++++ Record extracts

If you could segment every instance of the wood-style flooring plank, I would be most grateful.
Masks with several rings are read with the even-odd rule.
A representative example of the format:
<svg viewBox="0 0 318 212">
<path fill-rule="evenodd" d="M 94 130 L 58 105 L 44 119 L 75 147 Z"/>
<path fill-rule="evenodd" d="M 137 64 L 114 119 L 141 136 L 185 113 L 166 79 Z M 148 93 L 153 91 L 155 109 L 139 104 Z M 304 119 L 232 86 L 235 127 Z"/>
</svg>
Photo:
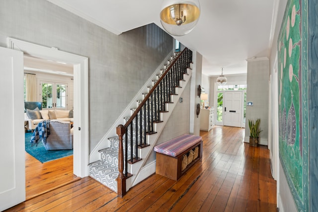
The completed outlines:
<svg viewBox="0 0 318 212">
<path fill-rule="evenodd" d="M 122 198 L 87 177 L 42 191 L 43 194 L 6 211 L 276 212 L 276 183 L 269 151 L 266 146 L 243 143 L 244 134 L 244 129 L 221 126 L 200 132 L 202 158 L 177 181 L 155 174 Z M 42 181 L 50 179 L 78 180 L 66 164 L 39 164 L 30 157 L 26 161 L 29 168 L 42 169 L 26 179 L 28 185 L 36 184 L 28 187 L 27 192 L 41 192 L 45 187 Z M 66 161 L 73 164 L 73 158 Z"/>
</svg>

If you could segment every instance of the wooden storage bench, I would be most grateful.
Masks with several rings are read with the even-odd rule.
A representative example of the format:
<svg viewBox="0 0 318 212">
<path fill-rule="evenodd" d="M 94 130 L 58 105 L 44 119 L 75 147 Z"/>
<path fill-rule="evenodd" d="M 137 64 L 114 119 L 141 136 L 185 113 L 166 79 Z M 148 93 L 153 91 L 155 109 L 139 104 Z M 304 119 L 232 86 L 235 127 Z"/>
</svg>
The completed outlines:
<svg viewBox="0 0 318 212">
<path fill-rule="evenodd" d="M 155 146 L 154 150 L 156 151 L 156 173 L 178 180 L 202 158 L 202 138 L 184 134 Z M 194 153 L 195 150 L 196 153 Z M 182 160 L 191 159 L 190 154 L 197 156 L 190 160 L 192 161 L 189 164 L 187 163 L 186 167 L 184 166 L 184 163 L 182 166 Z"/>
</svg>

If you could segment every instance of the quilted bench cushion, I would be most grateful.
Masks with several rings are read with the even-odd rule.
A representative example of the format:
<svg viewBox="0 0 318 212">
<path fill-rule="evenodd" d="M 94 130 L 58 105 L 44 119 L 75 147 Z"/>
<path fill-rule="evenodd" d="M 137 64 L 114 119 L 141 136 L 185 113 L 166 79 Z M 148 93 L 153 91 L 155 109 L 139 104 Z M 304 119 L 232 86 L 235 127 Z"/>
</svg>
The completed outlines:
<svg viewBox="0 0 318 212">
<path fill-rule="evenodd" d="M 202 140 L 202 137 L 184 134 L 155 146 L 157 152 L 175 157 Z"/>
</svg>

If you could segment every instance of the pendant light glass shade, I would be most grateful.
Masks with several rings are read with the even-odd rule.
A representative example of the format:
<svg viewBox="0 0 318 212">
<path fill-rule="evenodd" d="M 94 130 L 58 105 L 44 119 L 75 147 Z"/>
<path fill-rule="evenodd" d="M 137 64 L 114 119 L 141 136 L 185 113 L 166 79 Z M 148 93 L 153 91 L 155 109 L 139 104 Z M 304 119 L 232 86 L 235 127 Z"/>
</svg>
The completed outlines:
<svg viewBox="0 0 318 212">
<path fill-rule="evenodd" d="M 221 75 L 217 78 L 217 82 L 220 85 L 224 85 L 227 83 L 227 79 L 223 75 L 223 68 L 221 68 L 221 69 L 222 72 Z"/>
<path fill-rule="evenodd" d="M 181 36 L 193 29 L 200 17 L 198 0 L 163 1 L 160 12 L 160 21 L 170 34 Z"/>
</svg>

++++++++

(Exercise) Reproduce the entries starting at the line that contains "If you could segment every instance of the pendant" and ending at the last line of the entries, leaving the requests and format samples unchanged. In the completed outlines, scale every number (the viewBox dimensions and all point coordinates) by 0.35 and round each to a whole number, with halves rounded up.

(Answer to the task)
If you could segment every instance of the pendant light glass shade, I would be most grateful.
Masks with several rings are read with the even-odd rule.
A representative example of the format:
<svg viewBox="0 0 318 212">
<path fill-rule="evenodd" d="M 94 130 L 58 105 L 44 119 L 75 147 Z"/>
<path fill-rule="evenodd" d="M 137 64 L 114 119 L 141 136 L 185 113 L 166 79 Z M 148 93 L 153 91 L 155 109 L 139 104 Z M 304 119 L 232 86 L 235 127 Z"/>
</svg>
The completed outlines:
<svg viewBox="0 0 111 74">
<path fill-rule="evenodd" d="M 77 26 L 76 27 L 76 29 L 77 30 L 78 30 L 79 29 L 79 28 L 78 26 L 78 24 L 77 24 L 77 24 L 78 25 Z"/>
<path fill-rule="evenodd" d="M 63 13 L 68 10 L 70 6 L 69 0 L 57 0 L 56 4 L 56 7 L 60 12 Z"/>
</svg>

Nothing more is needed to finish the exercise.